### Texte à lire
★ ★ ★ ★
Wang Xizhi fit, et fait encore l’objet d’une ferveur quasi religieuse unanimement partagée, particulièrement par les empereurs de la Chine impériale. Il incarna l’image idéale du lettré sachant, par le truchement de son pinceau, exprimer la profondeur de ses sentiments intimes. Il excella dans le style dit courant, xingshu, et dans le style cursif, caoshu.

Un lettré raffiné

L’homme vécut entre 303 et 361 et fit carrière au cours de la dynastie des Jin orientaux (317-420) ; issu d’une famille aristocratique de la province du Shandong, il émigra lorsque la cour dut fuir la Chine du Nord et établir sa nouvelle capitale dans le Sud, à Nanjing. Wang Xizhi obtint le grade de youjun jiangjun (général de l’armée de droite), titre par lequel il est souvent nommé ; il représente le type même du lettré méridional, avide de nature et de liberté, se faisant une règle de ne suivre que son inclination, pratiquant les arts raffinés de la poésie, de la musique et de la calligraphie. Attiré par le bouddhisme, il fut surtout un adepte de la secte taoïste du Maître céleste, Tianshi dao, comme le prouve aussi la syllabe « zhi » de son nom.
Il dut sa formation calligraphique première à une femme, Dame Wei, nommée aussi Épouse Li, cousine du célèbre calligraphe Wei Heng, de l’époque des Jin, qui avait lui-même suivi l’enseignement de Zhong You, autre maître réputé.

Lantingxu
Lantingxu |

© Bibliothèque nationale de France

Une renommée exceptionnelle

Wang Xizhi n’est pas le seul maître dont on ait conservé le souvenir au cours de cette époque où la calligraphie était une activité culturelle de premier plan. Sans doute resté le plus populaire, il demeure une figure patriarcale. Son style se généralisa et s’imposa comme un standard après la réunification de l’Empire chinois à partir de la fin du 6e siècle.
Wang Xizhi connut la gloire de son vivant, ses œuvres entrant simultanément dans les collections impériales et dans la légende. Il était déjà fidèlement copié par ses contemporains. La demande pour ses œuvres s’intensifia dans les décennies qui suivirent sa mort et les copies ainsi que les faux commencèrent à circuler.

Un style imposé comme standard

Loin de sombrer dans l’oubli après sa mort, l’œuvre de ce dernier continua d’être appréciée au sud de la Chine pendant deux siècles. Sous les Tang, son renom atteignit le Nord et s’imposa comme référence à tous les lettrés de l’Empire. Sa célébrité fut renforcée par son plus ardent admirateur, l’empereur Tang Taizong (r. 627-649), lui-même excellent calligraphe, pour qui Wang Xizhi représentait la quintessence de cet art. À partir de son règne, le style du maître fut imposé comme standard esthétique inégalé. L’empereur amassa une collection d’originaux de Wang d’une ampleur exceptionnelle : il commanda aussi aux meilleurs pinceaux de la cour un nombre important de doubles qui furent distribués comme modèles. L’un des ministres impériaux était le calligraphe Chu Suiliang (596-658), occupant la fonction d’expert des œuvres de Wang, réputé pour son discernement infaillible, il compila le premier grand catalogue comprenant deux-cent soixante-six calligraphies pouvant lui être attribuées.
★ ★ ★ ★
### Énoncé A
Redonnez à l'identique les lignes des entrées, depuis le début des entrées jusqu'à la ligne contenant « 114 313 L 163 », celle-ci comprise.

### Données disponibles
★ ★ ★ ★
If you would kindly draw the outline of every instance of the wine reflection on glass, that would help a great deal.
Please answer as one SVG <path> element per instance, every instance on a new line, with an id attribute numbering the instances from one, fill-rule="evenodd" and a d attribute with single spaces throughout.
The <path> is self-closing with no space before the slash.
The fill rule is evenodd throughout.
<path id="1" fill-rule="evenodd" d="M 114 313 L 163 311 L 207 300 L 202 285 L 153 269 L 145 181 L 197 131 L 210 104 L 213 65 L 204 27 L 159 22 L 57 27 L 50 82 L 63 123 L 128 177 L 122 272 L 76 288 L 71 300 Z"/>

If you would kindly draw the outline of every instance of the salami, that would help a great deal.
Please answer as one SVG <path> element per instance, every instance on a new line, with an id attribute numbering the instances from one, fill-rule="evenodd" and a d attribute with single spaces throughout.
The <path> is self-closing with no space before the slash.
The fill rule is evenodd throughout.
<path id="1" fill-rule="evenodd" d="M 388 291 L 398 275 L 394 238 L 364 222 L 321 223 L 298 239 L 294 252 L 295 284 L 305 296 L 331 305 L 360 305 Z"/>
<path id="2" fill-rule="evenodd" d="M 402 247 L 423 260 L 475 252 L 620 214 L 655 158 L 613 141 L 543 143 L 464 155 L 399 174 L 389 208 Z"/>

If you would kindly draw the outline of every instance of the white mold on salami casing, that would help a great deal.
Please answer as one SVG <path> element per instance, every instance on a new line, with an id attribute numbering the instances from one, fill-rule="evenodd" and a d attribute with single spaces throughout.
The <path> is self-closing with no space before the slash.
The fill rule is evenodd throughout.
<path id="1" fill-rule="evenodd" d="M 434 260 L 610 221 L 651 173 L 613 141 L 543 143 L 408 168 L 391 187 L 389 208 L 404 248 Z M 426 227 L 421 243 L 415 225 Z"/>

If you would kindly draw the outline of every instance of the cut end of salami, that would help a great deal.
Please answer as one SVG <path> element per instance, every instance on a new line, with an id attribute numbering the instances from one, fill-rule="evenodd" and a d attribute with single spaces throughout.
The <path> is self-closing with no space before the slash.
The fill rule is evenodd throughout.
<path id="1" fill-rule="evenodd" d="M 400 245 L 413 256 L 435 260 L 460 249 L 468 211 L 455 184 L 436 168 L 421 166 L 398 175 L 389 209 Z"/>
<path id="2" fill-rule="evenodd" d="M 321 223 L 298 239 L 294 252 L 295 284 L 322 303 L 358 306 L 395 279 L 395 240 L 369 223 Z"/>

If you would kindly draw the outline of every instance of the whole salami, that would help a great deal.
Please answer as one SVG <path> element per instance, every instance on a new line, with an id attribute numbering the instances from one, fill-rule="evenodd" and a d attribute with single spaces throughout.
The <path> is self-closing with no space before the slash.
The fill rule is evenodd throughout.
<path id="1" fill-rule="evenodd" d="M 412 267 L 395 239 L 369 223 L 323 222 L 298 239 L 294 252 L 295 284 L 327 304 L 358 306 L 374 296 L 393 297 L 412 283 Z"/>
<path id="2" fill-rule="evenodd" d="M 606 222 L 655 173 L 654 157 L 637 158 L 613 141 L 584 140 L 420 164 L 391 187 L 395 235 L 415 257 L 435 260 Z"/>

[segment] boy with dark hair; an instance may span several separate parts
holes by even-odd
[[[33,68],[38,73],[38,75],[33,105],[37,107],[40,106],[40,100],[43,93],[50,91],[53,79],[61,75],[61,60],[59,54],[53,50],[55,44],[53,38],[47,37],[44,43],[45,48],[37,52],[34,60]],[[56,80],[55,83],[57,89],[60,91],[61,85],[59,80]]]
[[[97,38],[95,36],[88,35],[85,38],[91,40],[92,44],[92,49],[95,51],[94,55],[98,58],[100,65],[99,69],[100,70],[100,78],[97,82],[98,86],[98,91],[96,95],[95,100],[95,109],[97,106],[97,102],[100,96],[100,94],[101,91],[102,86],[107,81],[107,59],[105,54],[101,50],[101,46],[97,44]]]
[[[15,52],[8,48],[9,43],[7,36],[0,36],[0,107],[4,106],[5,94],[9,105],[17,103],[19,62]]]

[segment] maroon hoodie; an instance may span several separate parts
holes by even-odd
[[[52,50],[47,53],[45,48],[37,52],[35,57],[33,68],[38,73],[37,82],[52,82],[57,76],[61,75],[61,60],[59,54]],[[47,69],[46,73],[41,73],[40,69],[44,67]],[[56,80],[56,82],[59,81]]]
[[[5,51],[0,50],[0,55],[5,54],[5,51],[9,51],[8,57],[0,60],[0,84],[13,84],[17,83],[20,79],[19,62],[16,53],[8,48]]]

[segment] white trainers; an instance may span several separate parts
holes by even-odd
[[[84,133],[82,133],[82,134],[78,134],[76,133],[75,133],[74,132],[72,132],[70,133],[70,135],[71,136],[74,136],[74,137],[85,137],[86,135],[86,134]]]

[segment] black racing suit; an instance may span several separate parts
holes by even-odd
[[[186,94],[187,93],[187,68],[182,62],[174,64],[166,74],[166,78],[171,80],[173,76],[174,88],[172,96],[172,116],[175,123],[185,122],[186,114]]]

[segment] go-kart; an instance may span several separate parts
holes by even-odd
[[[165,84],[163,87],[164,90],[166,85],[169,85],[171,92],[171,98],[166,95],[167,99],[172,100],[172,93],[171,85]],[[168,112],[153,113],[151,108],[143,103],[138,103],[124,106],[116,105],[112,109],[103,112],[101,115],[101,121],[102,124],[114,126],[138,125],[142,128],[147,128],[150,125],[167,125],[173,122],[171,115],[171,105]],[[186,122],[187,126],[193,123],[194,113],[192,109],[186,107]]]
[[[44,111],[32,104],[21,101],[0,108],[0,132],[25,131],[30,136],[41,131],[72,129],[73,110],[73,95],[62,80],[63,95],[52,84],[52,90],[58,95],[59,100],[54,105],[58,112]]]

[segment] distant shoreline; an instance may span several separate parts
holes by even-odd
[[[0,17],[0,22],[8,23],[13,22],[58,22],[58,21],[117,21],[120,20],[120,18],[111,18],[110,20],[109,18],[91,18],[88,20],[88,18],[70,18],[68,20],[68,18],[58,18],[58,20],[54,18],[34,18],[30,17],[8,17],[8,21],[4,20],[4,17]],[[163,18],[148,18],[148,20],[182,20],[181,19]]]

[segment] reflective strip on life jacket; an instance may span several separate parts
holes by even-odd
★ ★ ★ ★
### Énoncé B
Transcrivez fidèlement le passage du texte sur Wang Xizhi allant de « Wang Xizhi fit, et » jusqu'à « style cursif, caoshu. » inclus.

### Réponse A
If you would kindly draw the outline of every instance of the wine reflection on glass, that would help a great deal.
Please answer as one SVG <path> element per instance, every instance on a new line, with an id attribute numbering the instances from one, fill-rule="evenodd" and a d attribute with single spaces throughout.
The <path> is self-closing with no space before the slash.
The fill rule is evenodd throughout.
<path id="1" fill-rule="evenodd" d="M 114 313 L 163 311 L 207 300 L 202 285 L 153 269 L 145 181 L 197 131 L 210 104 L 213 65 L 204 27 L 159 22 L 57 27 L 50 82 L 63 123 L 128 177 L 122 272 L 76 288 L 71 300 Z"/>

### Réponse B
Wang Xizhi fit, et fait encore l’objet d’une ferveur quasi religieuse unanimement partagée, particulièrement par les empereurs de la Chine impériale. Il incarna l’image idéale du lettré sachant, par le truchement de son pinceau, exprimer la profondeur de ses sentiments intimes. Il excella dans le style dit courant, xingshu, et dans le style cursif, caoshu.